### Tasks to perform
**1)** Answer these questions about the letter on the Bay Link project, giving each answer on its own line marked (a), (b), (c):
(a) Which city did the writer grow up in?
(b) Which hospital does the letter name among places staffed 24 hours a day?
(c) How will rents in the purchased Art Deco District buildings compare with today's rents?
**2)** In one to three sentences, explain why the letter on the Bay Link project says the link does nothing for the people who drive into Miami Beach for work.
**3)** Carry on the letter about the Bay Link project from its last sentence.

Bay Link won’t get vehicles off the road
Having grown up in New York City I’m a very big proponent of more effective mass transportation alternatives for the public. However, the proposed Bay Link, reported on in the Feb. 4 story, Bay Link project connecting Miami Beach to mainland takes major step forward, as I understand it will do little if anything to remove vehicles from the roads of Miami Beach.
Here is why:
1. The majority of the cars on the roads leading into and out of Miami Beach are driven by the people that work in hotels, condominiums, restaurants and other retail and service-oriented business.
2. The majority of the individuals identified in (1) do not live and could never afford to live in downtown Miami; so this link does nothing for them. They will still drive.
3. There is a 24/7 economy in Miami Beach — hotels, restaurants and Mt. Sinai Hospital all have staff 24 hours a day.
4. The article announced that a large block of older buildings in the Art Deco District have been purchased and will be gutted and brought back with rents double or triple today’s rents. This means all of those people if they worked on the beach will now have to commute or work elsewhere.

### Dataset extract
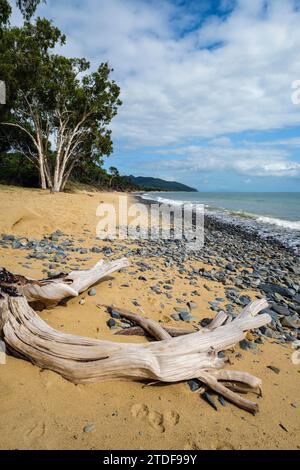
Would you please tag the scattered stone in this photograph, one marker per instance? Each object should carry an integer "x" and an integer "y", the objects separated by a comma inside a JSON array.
[
  {"x": 207, "y": 397},
  {"x": 184, "y": 316},
  {"x": 175, "y": 316},
  {"x": 205, "y": 322},
  {"x": 192, "y": 305},
  {"x": 276, "y": 370},
  {"x": 283, "y": 427},
  {"x": 111, "y": 323},
  {"x": 88, "y": 428},
  {"x": 194, "y": 385},
  {"x": 290, "y": 323},
  {"x": 221, "y": 400}
]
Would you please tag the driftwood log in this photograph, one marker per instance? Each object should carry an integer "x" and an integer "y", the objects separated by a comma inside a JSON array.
[{"x": 84, "y": 360}]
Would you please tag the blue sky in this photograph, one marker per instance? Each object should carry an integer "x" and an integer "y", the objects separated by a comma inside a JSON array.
[{"x": 206, "y": 86}]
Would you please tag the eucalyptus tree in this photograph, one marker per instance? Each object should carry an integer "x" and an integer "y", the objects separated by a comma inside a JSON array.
[{"x": 60, "y": 108}]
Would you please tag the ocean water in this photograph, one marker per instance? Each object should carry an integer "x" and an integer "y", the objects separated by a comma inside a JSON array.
[{"x": 272, "y": 215}]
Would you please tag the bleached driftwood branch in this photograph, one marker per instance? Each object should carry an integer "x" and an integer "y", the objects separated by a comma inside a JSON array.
[
  {"x": 83, "y": 360},
  {"x": 52, "y": 291}
]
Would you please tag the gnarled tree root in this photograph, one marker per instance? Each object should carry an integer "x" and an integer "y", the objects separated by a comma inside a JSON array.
[{"x": 83, "y": 360}]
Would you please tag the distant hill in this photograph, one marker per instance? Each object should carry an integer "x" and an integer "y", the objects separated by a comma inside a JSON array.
[{"x": 157, "y": 184}]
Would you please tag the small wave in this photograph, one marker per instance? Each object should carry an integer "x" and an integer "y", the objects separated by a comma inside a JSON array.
[{"x": 280, "y": 222}]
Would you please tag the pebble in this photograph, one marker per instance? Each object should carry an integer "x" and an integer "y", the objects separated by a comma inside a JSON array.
[
  {"x": 175, "y": 316},
  {"x": 192, "y": 305},
  {"x": 89, "y": 428},
  {"x": 194, "y": 385},
  {"x": 207, "y": 397},
  {"x": 276, "y": 370},
  {"x": 184, "y": 316},
  {"x": 111, "y": 323},
  {"x": 221, "y": 400},
  {"x": 205, "y": 322}
]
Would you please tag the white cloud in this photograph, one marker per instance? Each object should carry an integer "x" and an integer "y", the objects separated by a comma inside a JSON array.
[
  {"x": 173, "y": 87},
  {"x": 229, "y": 75},
  {"x": 253, "y": 160}
]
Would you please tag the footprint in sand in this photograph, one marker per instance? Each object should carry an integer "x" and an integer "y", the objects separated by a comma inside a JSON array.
[
  {"x": 158, "y": 421},
  {"x": 140, "y": 411}
]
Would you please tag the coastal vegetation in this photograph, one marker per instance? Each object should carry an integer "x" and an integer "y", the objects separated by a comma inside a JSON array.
[{"x": 57, "y": 113}]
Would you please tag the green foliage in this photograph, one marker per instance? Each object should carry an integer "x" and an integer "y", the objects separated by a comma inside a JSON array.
[
  {"x": 16, "y": 169},
  {"x": 52, "y": 99},
  {"x": 28, "y": 7}
]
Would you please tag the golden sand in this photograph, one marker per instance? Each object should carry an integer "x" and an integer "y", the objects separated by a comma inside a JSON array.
[{"x": 41, "y": 410}]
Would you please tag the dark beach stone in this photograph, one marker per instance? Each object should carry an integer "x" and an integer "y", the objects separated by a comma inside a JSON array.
[
  {"x": 115, "y": 314},
  {"x": 184, "y": 316},
  {"x": 192, "y": 305},
  {"x": 194, "y": 385},
  {"x": 8, "y": 238},
  {"x": 96, "y": 249},
  {"x": 276, "y": 370},
  {"x": 245, "y": 344},
  {"x": 244, "y": 300},
  {"x": 290, "y": 323},
  {"x": 230, "y": 267},
  {"x": 266, "y": 331},
  {"x": 205, "y": 322},
  {"x": 274, "y": 288},
  {"x": 221, "y": 400},
  {"x": 296, "y": 298},
  {"x": 168, "y": 287},
  {"x": 281, "y": 309},
  {"x": 111, "y": 323},
  {"x": 207, "y": 397},
  {"x": 88, "y": 428},
  {"x": 175, "y": 316}
]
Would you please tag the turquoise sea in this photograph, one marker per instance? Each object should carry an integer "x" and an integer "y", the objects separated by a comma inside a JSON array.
[{"x": 274, "y": 215}]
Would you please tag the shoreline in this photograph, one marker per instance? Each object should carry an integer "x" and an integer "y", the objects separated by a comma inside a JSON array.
[
  {"x": 246, "y": 226},
  {"x": 42, "y": 410}
]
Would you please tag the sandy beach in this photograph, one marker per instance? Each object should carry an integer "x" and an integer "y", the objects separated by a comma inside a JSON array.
[{"x": 41, "y": 410}]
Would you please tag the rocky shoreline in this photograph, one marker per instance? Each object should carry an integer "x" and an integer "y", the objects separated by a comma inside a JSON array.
[{"x": 238, "y": 260}]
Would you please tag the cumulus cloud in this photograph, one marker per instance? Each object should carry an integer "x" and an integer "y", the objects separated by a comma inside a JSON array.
[
  {"x": 255, "y": 160},
  {"x": 189, "y": 74},
  {"x": 230, "y": 74}
]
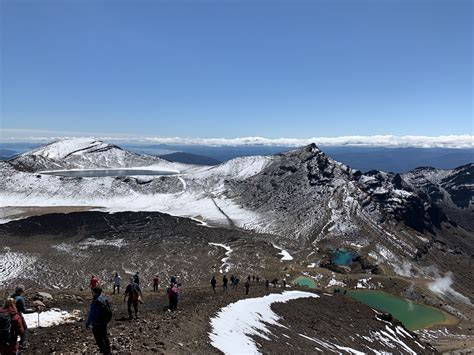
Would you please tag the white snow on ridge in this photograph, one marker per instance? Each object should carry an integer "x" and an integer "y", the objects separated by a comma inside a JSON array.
[
  {"x": 239, "y": 168},
  {"x": 64, "y": 147},
  {"x": 285, "y": 256},
  {"x": 233, "y": 325},
  {"x": 50, "y": 318}
]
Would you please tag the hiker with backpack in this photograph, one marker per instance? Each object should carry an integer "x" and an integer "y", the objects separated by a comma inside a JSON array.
[
  {"x": 100, "y": 314},
  {"x": 134, "y": 294},
  {"x": 172, "y": 293},
  {"x": 156, "y": 282},
  {"x": 136, "y": 278},
  {"x": 11, "y": 327},
  {"x": 225, "y": 280},
  {"x": 117, "y": 282},
  {"x": 247, "y": 287},
  {"x": 93, "y": 283},
  {"x": 21, "y": 308},
  {"x": 213, "y": 283}
]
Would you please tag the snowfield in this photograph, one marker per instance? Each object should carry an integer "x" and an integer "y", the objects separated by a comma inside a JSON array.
[
  {"x": 234, "y": 325},
  {"x": 50, "y": 318}
]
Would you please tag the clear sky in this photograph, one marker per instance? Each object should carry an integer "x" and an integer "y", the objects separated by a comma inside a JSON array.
[{"x": 228, "y": 68}]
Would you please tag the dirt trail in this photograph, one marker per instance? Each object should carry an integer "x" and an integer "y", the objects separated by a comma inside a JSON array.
[{"x": 156, "y": 330}]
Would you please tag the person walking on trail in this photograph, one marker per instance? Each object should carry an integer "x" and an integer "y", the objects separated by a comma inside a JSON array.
[
  {"x": 94, "y": 282},
  {"x": 136, "y": 278},
  {"x": 247, "y": 287},
  {"x": 11, "y": 328},
  {"x": 100, "y": 314},
  {"x": 117, "y": 282},
  {"x": 172, "y": 293},
  {"x": 213, "y": 283},
  {"x": 134, "y": 293},
  {"x": 156, "y": 282},
  {"x": 21, "y": 309},
  {"x": 225, "y": 280}
]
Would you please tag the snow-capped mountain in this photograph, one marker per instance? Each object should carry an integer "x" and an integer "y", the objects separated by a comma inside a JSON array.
[
  {"x": 304, "y": 198},
  {"x": 84, "y": 153}
]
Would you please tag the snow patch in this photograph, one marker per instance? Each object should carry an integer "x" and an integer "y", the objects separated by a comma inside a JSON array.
[
  {"x": 50, "y": 318},
  {"x": 285, "y": 256}
]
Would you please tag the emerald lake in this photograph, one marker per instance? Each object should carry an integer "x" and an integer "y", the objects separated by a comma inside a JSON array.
[{"x": 413, "y": 315}]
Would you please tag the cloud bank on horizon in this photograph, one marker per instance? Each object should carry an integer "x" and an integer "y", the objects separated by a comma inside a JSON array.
[{"x": 447, "y": 141}]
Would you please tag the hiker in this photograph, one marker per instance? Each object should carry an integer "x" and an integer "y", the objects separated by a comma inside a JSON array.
[
  {"x": 136, "y": 278},
  {"x": 94, "y": 282},
  {"x": 224, "y": 283},
  {"x": 117, "y": 282},
  {"x": 21, "y": 309},
  {"x": 213, "y": 283},
  {"x": 11, "y": 327},
  {"x": 247, "y": 287},
  {"x": 172, "y": 293},
  {"x": 134, "y": 293},
  {"x": 156, "y": 282},
  {"x": 99, "y": 316}
]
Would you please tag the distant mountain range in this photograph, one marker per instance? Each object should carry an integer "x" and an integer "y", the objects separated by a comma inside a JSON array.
[{"x": 399, "y": 160}]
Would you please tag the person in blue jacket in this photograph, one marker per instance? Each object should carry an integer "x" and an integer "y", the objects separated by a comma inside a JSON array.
[{"x": 98, "y": 317}]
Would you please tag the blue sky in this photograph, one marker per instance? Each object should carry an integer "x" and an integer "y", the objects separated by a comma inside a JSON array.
[{"x": 238, "y": 68}]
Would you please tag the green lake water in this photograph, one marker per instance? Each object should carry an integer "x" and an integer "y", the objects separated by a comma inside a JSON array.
[
  {"x": 342, "y": 257},
  {"x": 305, "y": 281},
  {"x": 413, "y": 315}
]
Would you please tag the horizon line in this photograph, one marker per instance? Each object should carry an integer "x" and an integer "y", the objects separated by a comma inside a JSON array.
[{"x": 381, "y": 140}]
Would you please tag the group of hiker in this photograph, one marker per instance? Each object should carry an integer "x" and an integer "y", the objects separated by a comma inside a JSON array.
[
  {"x": 13, "y": 327},
  {"x": 14, "y": 330},
  {"x": 100, "y": 312},
  {"x": 234, "y": 281}
]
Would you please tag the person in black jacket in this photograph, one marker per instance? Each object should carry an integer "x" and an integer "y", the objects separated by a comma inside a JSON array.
[
  {"x": 224, "y": 283},
  {"x": 21, "y": 308},
  {"x": 213, "y": 283},
  {"x": 97, "y": 319}
]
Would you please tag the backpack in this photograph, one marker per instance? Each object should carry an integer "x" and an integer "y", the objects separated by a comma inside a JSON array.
[
  {"x": 105, "y": 311},
  {"x": 5, "y": 328}
]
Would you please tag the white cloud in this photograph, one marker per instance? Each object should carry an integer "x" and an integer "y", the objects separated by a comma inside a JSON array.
[{"x": 448, "y": 141}]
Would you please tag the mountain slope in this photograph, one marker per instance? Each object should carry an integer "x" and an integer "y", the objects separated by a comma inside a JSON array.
[{"x": 83, "y": 153}]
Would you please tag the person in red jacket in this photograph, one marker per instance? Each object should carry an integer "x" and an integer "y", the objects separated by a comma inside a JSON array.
[
  {"x": 156, "y": 282},
  {"x": 9, "y": 345}
]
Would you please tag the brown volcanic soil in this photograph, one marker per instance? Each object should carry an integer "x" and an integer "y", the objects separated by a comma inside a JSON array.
[{"x": 186, "y": 331}]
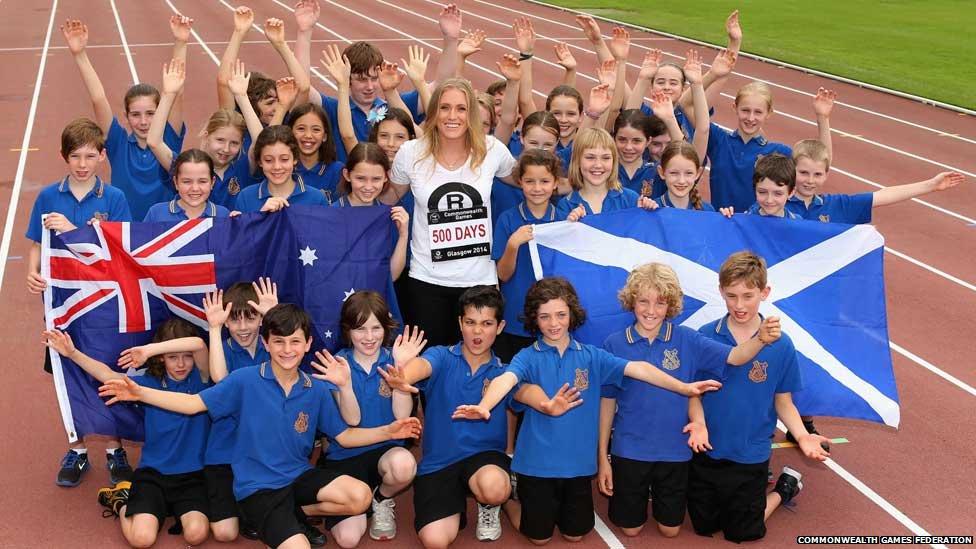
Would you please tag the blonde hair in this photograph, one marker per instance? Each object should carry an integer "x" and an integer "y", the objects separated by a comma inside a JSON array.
[
  {"x": 593, "y": 138},
  {"x": 756, "y": 88},
  {"x": 475, "y": 138},
  {"x": 653, "y": 276},
  {"x": 813, "y": 149}
]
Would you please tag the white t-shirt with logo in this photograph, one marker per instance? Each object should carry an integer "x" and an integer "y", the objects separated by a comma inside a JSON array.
[{"x": 451, "y": 240}]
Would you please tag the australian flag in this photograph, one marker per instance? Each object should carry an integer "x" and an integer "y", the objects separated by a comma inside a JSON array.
[
  {"x": 112, "y": 284},
  {"x": 827, "y": 285}
]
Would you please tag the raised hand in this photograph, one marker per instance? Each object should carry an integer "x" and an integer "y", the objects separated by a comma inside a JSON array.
[
  {"x": 180, "y": 25},
  {"x": 306, "y": 14},
  {"x": 274, "y": 30},
  {"x": 510, "y": 67},
  {"x": 390, "y": 76},
  {"x": 620, "y": 43},
  {"x": 75, "y": 35},
  {"x": 564, "y": 400},
  {"x": 408, "y": 345},
  {"x": 239, "y": 79},
  {"x": 823, "y": 102},
  {"x": 174, "y": 76},
  {"x": 267, "y": 295},
  {"x": 213, "y": 305},
  {"x": 564, "y": 56},
  {"x": 243, "y": 19},
  {"x": 333, "y": 369},
  {"x": 450, "y": 22}
]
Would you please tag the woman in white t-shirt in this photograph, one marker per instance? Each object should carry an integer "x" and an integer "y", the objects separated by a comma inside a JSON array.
[{"x": 449, "y": 169}]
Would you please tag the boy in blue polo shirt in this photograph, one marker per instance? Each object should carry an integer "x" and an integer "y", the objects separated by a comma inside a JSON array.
[
  {"x": 727, "y": 485},
  {"x": 279, "y": 409},
  {"x": 78, "y": 199},
  {"x": 555, "y": 457},
  {"x": 812, "y": 159},
  {"x": 649, "y": 449}
]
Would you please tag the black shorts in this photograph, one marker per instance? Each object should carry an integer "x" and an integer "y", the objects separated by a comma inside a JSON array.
[
  {"x": 550, "y": 502},
  {"x": 728, "y": 496},
  {"x": 364, "y": 467},
  {"x": 162, "y": 495},
  {"x": 276, "y": 513},
  {"x": 220, "y": 492},
  {"x": 444, "y": 493},
  {"x": 667, "y": 480}
]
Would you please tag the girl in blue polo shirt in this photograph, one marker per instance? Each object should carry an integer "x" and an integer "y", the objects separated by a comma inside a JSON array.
[
  {"x": 193, "y": 177},
  {"x": 388, "y": 468},
  {"x": 169, "y": 479}
]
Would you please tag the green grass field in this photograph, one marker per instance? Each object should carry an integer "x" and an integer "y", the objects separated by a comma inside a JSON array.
[{"x": 926, "y": 48}]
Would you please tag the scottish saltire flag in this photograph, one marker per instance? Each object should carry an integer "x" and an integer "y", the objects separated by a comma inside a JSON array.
[
  {"x": 112, "y": 284},
  {"x": 827, "y": 285}
]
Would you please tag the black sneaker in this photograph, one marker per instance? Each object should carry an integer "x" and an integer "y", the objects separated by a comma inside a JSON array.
[
  {"x": 788, "y": 485},
  {"x": 73, "y": 466},
  {"x": 118, "y": 466},
  {"x": 113, "y": 499}
]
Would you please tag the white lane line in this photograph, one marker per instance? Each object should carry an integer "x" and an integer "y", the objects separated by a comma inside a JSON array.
[
  {"x": 8, "y": 226},
  {"x": 125, "y": 44},
  {"x": 941, "y": 133}
]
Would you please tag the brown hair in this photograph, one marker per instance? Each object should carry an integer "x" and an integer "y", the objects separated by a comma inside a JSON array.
[
  {"x": 173, "y": 328},
  {"x": 369, "y": 153},
  {"x": 546, "y": 290},
  {"x": 776, "y": 167},
  {"x": 684, "y": 150},
  {"x": 356, "y": 310},
  {"x": 78, "y": 133},
  {"x": 363, "y": 57},
  {"x": 745, "y": 267},
  {"x": 653, "y": 276}
]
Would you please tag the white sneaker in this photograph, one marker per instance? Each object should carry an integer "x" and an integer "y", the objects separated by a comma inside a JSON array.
[
  {"x": 382, "y": 526},
  {"x": 489, "y": 523}
]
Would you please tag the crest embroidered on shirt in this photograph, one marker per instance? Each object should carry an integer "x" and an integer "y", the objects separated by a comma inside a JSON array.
[
  {"x": 671, "y": 361},
  {"x": 582, "y": 379},
  {"x": 301, "y": 424},
  {"x": 757, "y": 374}
]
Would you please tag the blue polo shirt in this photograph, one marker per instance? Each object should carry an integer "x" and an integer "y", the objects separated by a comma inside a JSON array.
[
  {"x": 742, "y": 414},
  {"x": 360, "y": 120},
  {"x": 223, "y": 431},
  {"x": 252, "y": 199},
  {"x": 135, "y": 170},
  {"x": 447, "y": 441},
  {"x": 755, "y": 209},
  {"x": 615, "y": 200},
  {"x": 275, "y": 432},
  {"x": 733, "y": 162},
  {"x": 515, "y": 288},
  {"x": 665, "y": 201},
  {"x": 102, "y": 202},
  {"x": 375, "y": 401},
  {"x": 649, "y": 420},
  {"x": 324, "y": 177},
  {"x": 172, "y": 211},
  {"x": 564, "y": 446},
  {"x": 175, "y": 442},
  {"x": 834, "y": 208}
]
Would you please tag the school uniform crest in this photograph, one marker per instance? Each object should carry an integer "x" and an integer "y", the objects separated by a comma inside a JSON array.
[
  {"x": 757, "y": 374},
  {"x": 582, "y": 379},
  {"x": 301, "y": 424},
  {"x": 671, "y": 361}
]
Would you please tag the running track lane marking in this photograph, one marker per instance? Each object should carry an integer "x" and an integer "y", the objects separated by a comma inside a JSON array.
[
  {"x": 692, "y": 41},
  {"x": 872, "y": 495},
  {"x": 125, "y": 44},
  {"x": 8, "y": 225}
]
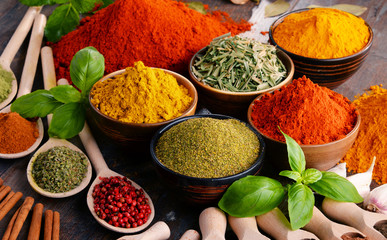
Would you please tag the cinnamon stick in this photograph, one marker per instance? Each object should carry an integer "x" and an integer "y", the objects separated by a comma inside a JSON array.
[
  {"x": 10, "y": 225},
  {"x": 56, "y": 226},
  {"x": 36, "y": 222},
  {"x": 21, "y": 217},
  {"x": 9, "y": 205},
  {"x": 10, "y": 194},
  {"x": 48, "y": 219}
]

### Results for each task
**1)**
(a) New York City.
(b) Mt. Sinai Hospital.
(c) They will be double or triple today's rents.

**2)** Most of those drivers work in hotels, condominiums, restaurants and other retail and service businesses on Miami Beach. They do not live in downtown Miami and could never afford to, so a link from downtown does not serve them and they will still drive.

**3)**
5. Bay Link does nothing for the tourist so they will continue to use taxis and rental cars.
Prior to spending hundreds of millions of dollars the public deserves to see actual transportation studies of where people live and where they work and how to best address the need and legitimate desire to provide effective and efficient mass transportation to take these many thousands of people and their cars off the roads.
The point I am attempting to make is that the Bay Link project as proposed doesn’t address the needs of the public. It is simply a politician’s fantasy; something cute to run down Washington Avenue and Alton Road and for politicos to point to and smile.